TEXT below:

Sometimes an article just speaks to you. Could be the photo or just the right topic at the right time, usually for me it’s something I can personally relate to.

Today’s WSJ had a feature called “They Can’t Even: A Generation Avoids Facing Its Finances

A lifelong financial planner at heart of course I was immediately intrigued. Avoidance is the quickest path to Ignorance when it comes to dollars and cents. Ya heard it here first.

The article mentions a college student, faced with pandemic lockdown, ordering DoorDash like mad (fella gotta eat, right?) and somewhere along the way he developed a fondness for Crocs and ended up with 15 pairs.

(At this point I am trying to envision a reason I would wear Crocs. Beach? Pool? Give up my Sperry’s? Don’t see it happening. But I am open minded.)

He goes on to admit, this was part of the college “experience” and his “budgeting was very loose”. “Sometimes I’d forget about the bills”.

Not going to judge here because I didn’t face a global pandemic that would ultimately kill 6M+ people while I was in college. Hey at least he had a wi-fi connection, I had a Bell South Mobility “bag phone” and a 32″ RCA tube TV (more on that in a sec).

End of TEXT.
RECORDED DATA below:

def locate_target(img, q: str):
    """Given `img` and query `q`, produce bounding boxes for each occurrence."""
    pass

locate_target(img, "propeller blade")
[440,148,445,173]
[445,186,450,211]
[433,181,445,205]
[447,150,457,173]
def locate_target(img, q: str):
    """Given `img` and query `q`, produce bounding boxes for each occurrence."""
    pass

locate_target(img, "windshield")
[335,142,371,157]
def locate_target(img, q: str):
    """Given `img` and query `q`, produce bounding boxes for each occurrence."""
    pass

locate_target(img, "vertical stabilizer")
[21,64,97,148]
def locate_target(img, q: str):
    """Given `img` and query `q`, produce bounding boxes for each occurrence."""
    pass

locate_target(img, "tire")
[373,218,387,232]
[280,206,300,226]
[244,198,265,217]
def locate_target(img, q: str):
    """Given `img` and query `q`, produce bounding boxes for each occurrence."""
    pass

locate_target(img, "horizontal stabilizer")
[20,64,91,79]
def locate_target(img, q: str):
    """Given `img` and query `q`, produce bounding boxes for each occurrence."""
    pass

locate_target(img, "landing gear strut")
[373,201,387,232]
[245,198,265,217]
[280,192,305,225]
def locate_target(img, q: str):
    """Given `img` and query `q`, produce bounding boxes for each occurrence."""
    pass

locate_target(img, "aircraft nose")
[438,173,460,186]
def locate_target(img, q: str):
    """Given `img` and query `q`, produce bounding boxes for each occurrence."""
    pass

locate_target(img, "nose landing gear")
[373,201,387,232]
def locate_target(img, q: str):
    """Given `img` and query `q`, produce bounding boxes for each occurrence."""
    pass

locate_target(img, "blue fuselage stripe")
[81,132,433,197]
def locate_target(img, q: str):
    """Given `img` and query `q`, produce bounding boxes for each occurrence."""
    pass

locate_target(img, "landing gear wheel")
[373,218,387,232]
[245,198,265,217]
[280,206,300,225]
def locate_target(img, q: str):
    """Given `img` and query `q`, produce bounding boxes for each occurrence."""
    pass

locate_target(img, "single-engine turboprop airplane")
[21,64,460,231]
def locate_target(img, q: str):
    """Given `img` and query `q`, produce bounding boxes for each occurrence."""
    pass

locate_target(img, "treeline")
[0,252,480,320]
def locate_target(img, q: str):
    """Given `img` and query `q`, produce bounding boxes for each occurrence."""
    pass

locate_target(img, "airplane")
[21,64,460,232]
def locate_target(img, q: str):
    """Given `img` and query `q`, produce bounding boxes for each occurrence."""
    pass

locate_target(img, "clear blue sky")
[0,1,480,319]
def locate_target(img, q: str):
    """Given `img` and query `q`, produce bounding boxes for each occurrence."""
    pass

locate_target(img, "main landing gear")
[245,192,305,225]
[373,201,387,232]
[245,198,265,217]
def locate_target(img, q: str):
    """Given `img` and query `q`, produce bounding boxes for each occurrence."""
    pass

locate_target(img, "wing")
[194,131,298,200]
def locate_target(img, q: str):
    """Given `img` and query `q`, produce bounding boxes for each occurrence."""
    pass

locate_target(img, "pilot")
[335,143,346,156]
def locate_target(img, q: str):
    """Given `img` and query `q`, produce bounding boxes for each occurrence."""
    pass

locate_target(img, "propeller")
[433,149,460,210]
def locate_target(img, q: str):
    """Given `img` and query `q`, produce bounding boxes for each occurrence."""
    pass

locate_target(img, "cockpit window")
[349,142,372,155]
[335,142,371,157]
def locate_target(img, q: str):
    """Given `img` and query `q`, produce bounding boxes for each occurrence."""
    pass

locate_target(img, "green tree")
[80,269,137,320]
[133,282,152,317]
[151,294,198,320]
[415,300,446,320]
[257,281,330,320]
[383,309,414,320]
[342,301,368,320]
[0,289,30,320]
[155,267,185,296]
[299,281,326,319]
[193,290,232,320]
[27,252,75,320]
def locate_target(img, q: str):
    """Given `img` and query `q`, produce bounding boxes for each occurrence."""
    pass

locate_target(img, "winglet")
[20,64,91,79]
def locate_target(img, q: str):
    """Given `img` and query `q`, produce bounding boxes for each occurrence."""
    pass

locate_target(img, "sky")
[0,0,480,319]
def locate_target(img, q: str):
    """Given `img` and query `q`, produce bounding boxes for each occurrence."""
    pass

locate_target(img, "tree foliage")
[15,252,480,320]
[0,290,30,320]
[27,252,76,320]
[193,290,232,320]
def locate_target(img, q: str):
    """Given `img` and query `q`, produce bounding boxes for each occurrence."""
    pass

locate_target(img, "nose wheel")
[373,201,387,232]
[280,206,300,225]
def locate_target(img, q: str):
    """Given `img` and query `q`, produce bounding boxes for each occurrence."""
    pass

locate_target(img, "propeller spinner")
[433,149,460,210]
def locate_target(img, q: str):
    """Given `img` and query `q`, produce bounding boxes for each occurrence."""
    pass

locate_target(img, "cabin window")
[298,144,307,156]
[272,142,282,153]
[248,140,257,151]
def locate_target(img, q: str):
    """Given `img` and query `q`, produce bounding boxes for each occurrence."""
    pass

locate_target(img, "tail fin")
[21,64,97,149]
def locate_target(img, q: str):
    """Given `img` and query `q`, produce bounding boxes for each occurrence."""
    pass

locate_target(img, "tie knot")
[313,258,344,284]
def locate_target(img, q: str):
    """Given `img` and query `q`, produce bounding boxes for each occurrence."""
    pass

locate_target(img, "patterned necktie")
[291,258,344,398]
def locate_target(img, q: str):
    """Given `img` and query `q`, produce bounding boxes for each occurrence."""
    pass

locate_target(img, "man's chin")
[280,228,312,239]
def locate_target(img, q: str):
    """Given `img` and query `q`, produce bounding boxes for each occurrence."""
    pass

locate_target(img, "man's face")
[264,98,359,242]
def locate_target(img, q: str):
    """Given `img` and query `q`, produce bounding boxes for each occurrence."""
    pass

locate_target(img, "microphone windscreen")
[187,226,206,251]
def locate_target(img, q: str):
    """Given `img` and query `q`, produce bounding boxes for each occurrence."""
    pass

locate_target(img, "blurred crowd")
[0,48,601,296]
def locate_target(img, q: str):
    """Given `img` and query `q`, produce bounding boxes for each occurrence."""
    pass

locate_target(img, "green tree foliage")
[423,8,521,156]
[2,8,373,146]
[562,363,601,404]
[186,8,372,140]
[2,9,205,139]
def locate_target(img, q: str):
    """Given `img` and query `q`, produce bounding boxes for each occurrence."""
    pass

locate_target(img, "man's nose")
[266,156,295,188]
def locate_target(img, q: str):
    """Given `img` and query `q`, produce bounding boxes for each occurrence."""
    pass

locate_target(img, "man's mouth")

End of RECORDED DATA.

- _WHAT THIS EXERCISE ASKS_
1: In the text on financial avoidance, why does the writer decline to judge the college student? Answer in one to three sentences.
2: Answer these questions from the text on financial avoidance:
(a) How many pairs of Crocs did the college student end up with?
(b) What phone did the writer have in college?
(c) When it comes to dollars and cents, what does the writer call the quickest path to Ignorance?
3: Reproduce the passage of the text on financial avoidance starting at "Sometimes an article" and ending at "with 15 pairs.".

- _RESULTS_
1: The writer did not face a global pandemic that would ultimately kill 6M+ people while in college.

2:
(a) 15 pairs.
(b) A Bell South Mobility "bag phone."
(c) Avoidance.

3:
Sometimes an article just speaks to you. Could be the photo or just the right topic at the right time, usually for me it’s something I can personally relate to.

Today’s WSJ had a feature called “They Can’t Even: A Generation Avoids Facing Its Finances

A lifelong financial planner at heart of course I was immediately intrigued. Avoidance is the quickest path to Ignorance when it comes to dollars and cents. Ya heard it here first.

The article mentions a college student, faced with pandemic lockdown, ordering DoorDash like mad (fella gotta eat, right?) and somewhere along the way he developed a fondness for Crocs and ended up with 15 pairs.